GIVEN PROBLEM 1: In the year-in-review post, on what date did the writer start taking Zepbound?
GIVEN PROBLEM 2: Repeat the passage of the year-in-review post that begins at "It’s funny to" and stops after "how to move.", substituting "Navy" for "Air Force".

DOCUMENT SECTION:
######

This past year was A LOT for me and the rest of my family. So so SO much happened, so much of it horrible and still difficult to comprehend, so much of it fantastic and beautiful. I suppose this “the worst of times/the best of times” sentiment is always kinda true, but I can’t think of another year where there was just so so much and in such extremes.
It’s been a lot. It’s been way too much for one year.
January
We were already well underway with one of the big ticket items of this year, which is building/buying/selling houses and moving for the first time in over 25 years.
On January 7, I started taking Zepbound, which is one of these weight loss drugs in the category of what everyone has heard of, Ozempic (though, as I wrote about during the year, it’s more complicated than that.)
Otherwise, it was mostly the start of the winter term with work (it was the semester of all freshman composition for me), weather, watching some cheesy movies here and there.
February
My niece Emily got married in a huge and very Catholic ceremony in Kansas City. This was the first of the nieces/nephews (or cousins or grandchildren, depending on your perspective) to get married, so a big deal for the Krauses. Remarkably, there were no hitches with the weather or anything else.
The idea of moving started to get a lot more real when we were able to do a walk-through of the house right after they did the inspection for stuff they need to do before they put up drywall.
Of course, we (mostly me) have been driving by the construction site since November to see the progress, but walking around in what would become (in the order of these pictures) the upstairs/Steve loft area, stairs descending in the living room/main room and kitchen area was pretty cool. The Zepbound adventures continued (I was down about 7 pounds by the end of the month) as did the all first year writing semester.
March
We started getting real about selling the old house and preparing the move to the new one, and because we lived in our previous house in Normal Park for 25 years, it was stressful. I mean, we had decades worth of stuff to sort through– pack, sell, toss– and there was all the decluttering and the nervousness of would it sell and would we get what we were asking and all that. It’s kind of funny because everyone we talked to about this stuff– including my parents and in-laws– had all moved at least once (and usually twice) in the 25 years we hadn’t thought of it at all.
It’s funny to think about too because Annette grew up as an Air Force brat and her father was in for over 20 years, meaning she moved more than a dozen times before she was 15. I didn’t move that much as a kid, but we did move a couple of times, and in college and through my MFA program, I moved almost every year. So we used to know how to move.
School continued, my adventures with Zepbound continued and I complained about Oprah, I kept messing around with AI, kept teaching, etc., and I turned 58, too.
April
April was the beginning of the “A LOT,” the far too much of the year. We had two open houses on the first Sunday of the month, and then on April 8, Annette and I cleared out to make room for potential buyers to come take a second look while we went to the eclipse. We met our friends Steve and Michelle and their daughter down in Whitehouse, Ohio (just outside of Toledo), which seemed like the easiest place to get to for the totality while avoiding bumper-to-bumper traffic into the “totality zone” in northern Ohio.

######

SOURCE EXCERPT:
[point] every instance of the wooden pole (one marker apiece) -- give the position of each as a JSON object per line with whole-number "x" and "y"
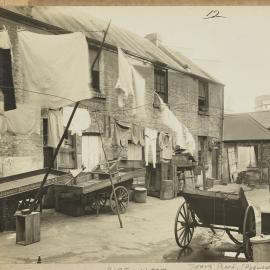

######

ANSWER 1: January 7

ANSWER 2:
It’s funny to think about too because Annette grew up as an Navy brat and her father was in for over 20 years, meaning she moved more than a dozen times before she was 15. I didn’t move that much as a kid, but we did move a couple of times, and in college and through my MFA program, I moved almost every year. So we used to know how to move.